TAREA> Traduce al inglés la siguiente oración del fragmento sobre la desigualdad entre países: "Su tema es la desigualdad entre los países ricos y pobres del mundo, como resultado histórico del perfil de las instituciones políticas y económicas."

El libro ha tenido una gran aceptación en Colombia, aunque no haya despertado mucha polémica. Su tema es la desigualdad entre los países ricos y pobres del mundo, como resultado histórico del perfil de las instituciones políticas y económicas. Y aunque ha sido muy comentado, nada se ha dicho sobre uno de sus argumentos centrales: que el “sentido común” es su fundamento, y no las mismas teorías de siempre. Es importante analizar ese “sentido común” para entender lo que el libro dice de sí y cómo ha sido escrito para convencer.
El texto asegura que no hemos entendido bien el problema de la desigualdad en el mundo por culpa de tres argumentos sempiternos: el de la geografía, dónde hay países mejor ubicados para la riqueza; el de la cultura, que piensa el desempeño de las naciones según sus tradiciones y creencias; y el de la ignorancia, según el cual los países son pobres porque sus gobernantes no conocen bien la teoría económica. Pero no, nos dice: los países ricos son desarrollados porque sus instituciones son incluyentes, y los países pobres son atrasados porque las suyas son extractivas. En los ricos, las instituciones distribuyen el poder de manera amplia y pluralista, protegiendo los derechos de propiedad e impulsando una economía de mercado que motiva la inversión y la innovación tecnológica. En los pobres, el poder se concentra en unos pocos que manipulan las instituciones para explotar a la gente, violando los derechos de propiedad y desincentivando la actividad económica. Irrefutable.

EXTRACTOS DE DATOS>
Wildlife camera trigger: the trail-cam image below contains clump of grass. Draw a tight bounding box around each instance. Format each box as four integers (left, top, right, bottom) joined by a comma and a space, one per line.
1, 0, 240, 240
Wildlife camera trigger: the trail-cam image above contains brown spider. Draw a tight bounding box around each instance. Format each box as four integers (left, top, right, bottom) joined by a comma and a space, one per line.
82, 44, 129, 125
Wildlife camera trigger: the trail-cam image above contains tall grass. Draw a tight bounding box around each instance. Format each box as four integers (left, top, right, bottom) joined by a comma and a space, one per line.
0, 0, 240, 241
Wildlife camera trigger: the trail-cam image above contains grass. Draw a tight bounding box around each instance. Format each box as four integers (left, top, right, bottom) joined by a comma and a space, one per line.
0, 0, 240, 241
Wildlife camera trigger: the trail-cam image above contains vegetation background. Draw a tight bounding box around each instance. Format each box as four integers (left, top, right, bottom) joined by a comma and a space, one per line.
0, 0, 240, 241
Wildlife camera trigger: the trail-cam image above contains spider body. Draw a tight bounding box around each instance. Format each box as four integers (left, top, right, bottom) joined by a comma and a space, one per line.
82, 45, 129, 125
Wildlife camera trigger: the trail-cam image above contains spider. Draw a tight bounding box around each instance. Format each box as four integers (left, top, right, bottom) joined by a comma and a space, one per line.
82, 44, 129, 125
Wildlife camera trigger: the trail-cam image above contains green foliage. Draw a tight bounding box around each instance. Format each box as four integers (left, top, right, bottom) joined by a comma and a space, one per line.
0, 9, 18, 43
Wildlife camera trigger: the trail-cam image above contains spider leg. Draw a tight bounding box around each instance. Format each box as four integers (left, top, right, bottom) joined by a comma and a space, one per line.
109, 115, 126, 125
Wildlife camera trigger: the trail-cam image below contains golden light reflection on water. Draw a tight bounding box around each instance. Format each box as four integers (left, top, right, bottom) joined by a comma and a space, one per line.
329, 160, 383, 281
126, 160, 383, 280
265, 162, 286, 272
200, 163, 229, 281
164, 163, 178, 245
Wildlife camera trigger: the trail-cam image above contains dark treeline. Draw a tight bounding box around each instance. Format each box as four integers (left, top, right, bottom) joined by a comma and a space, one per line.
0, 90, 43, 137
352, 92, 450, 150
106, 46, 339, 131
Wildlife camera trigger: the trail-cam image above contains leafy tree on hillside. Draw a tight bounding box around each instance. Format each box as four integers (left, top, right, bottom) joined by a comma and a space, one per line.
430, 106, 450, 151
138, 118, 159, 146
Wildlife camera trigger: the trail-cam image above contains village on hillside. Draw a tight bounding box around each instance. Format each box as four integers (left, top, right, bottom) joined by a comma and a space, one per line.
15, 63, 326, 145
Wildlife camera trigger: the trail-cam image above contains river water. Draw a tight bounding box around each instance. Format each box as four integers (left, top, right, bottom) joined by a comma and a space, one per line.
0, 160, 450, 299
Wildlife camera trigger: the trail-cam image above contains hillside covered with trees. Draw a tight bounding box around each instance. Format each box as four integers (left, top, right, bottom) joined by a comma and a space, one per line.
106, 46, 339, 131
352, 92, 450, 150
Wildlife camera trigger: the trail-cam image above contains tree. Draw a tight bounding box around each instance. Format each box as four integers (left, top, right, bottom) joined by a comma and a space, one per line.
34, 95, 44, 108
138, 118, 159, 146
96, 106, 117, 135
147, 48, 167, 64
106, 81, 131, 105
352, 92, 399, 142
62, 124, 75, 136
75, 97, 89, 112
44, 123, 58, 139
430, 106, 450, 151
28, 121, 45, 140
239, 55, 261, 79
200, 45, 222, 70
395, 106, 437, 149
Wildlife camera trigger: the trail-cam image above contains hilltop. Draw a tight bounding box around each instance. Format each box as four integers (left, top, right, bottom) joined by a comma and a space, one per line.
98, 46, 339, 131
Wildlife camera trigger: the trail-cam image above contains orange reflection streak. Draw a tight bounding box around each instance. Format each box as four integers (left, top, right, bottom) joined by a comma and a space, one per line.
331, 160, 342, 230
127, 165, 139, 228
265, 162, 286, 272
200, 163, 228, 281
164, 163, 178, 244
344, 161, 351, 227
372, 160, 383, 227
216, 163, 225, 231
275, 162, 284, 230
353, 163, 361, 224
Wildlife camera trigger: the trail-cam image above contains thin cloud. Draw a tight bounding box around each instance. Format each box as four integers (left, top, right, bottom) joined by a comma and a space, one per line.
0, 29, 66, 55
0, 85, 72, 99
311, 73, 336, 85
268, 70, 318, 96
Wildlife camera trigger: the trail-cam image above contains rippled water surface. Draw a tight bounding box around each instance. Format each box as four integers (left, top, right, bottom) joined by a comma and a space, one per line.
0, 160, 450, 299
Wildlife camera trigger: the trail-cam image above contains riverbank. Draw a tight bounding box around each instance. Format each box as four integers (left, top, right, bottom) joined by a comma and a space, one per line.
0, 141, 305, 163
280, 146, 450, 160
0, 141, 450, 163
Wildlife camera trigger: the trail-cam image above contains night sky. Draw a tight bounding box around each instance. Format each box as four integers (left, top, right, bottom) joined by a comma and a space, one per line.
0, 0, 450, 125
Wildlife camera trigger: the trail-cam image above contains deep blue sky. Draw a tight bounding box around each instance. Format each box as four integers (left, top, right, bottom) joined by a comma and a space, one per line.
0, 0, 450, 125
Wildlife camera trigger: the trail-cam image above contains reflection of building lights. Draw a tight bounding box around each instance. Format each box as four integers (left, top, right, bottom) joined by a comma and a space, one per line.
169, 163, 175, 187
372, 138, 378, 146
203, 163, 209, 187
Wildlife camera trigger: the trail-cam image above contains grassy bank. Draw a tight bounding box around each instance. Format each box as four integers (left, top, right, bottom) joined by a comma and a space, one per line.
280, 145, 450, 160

SOLUCIÓN DEL EJERCICIO> Its subject is the inequality between the rich and poor countries of the world, as a historical result of the profile of political and economic institutions.